■ PAGE EXTRACT:
Start of Block
Through the 3 years as a member of MUEHSA, the environmental health day has always been celebrated with more activities being introduced to make the celebrations colorful. These include: a writing competition where students in high school and primary school write essays on a given topic in relation to the theme of the year. This was aimed at improving students’ writing skills and making them more aware of what is going on in the environment around them. The winner and the first runner-up are rewarded. I am grateful for having been the first organizing chairperson of the writing competition. The other activities that were introduced include a public lecture and radio talk shows that were aimed at increasing public awareness about environmental health.
End of Block
Data records:
Start of Block
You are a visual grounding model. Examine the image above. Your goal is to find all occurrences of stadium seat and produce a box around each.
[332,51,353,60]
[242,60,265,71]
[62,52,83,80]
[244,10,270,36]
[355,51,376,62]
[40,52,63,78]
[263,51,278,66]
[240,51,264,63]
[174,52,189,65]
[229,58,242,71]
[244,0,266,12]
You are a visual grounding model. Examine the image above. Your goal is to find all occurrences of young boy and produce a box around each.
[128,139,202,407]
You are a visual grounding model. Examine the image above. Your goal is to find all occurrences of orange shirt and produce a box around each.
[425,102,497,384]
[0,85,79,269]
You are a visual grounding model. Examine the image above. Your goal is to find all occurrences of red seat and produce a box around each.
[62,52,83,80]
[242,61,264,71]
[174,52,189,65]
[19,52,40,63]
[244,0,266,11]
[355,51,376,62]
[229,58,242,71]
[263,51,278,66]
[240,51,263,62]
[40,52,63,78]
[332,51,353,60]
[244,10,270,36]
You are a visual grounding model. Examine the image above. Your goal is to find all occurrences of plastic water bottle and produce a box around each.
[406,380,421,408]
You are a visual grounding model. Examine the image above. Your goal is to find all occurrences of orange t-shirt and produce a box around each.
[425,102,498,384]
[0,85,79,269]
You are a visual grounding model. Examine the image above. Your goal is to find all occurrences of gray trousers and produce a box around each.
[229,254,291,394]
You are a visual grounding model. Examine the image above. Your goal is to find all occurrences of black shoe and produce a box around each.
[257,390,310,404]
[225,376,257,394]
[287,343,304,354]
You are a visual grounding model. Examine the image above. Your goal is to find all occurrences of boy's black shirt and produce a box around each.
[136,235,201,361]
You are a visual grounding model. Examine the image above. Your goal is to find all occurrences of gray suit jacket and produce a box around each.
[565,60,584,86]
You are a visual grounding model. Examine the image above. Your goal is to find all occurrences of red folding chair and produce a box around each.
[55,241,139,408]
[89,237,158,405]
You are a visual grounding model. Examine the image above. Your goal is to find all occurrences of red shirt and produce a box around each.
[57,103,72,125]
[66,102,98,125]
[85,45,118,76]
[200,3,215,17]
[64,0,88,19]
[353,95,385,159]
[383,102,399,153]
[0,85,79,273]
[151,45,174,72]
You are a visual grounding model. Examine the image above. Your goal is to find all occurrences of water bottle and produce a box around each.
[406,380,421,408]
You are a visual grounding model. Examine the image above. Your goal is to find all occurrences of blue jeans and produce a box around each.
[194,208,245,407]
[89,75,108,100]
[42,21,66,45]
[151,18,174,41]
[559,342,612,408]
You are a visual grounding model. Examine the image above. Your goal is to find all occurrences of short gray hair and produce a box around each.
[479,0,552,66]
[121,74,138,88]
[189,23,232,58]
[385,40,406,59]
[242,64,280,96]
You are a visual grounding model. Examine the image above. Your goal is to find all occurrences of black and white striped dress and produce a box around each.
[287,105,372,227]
End of Block
■ REQUIRED ACTION A:
Answer these from the text about environmental health day above:
(i) For how many years has the writer been a member of MUEHSA?
(ii) Which students write essays in the writing competition?
(iii) Who is rewarded in the writing competition?
■ REQUIRED ACTION B:
Translate this sentence from the text about environmental health day into Spanish: "This was aimed at improving students’ writing skills and making them more aware of what is going on in the environment around them."
■ REQUIRED ACTION C:
List every activity that the text about environmental health day says was introduced for the celebrations.

■ TASK ANSWER A:
(i) 3 years
(ii) Students in high school and primary school
(iii) The winner and the first runner-up

■ TASK ANSWER B:
Esto tenía como objetivo mejorar las habilidades de escritura de los estudiantes y hacerlos más conscientes de lo que ocurre en el entorno que los rodea.

■ TASK ANSWER C:
- A writing competition
- A public lecture
- Radio talk shows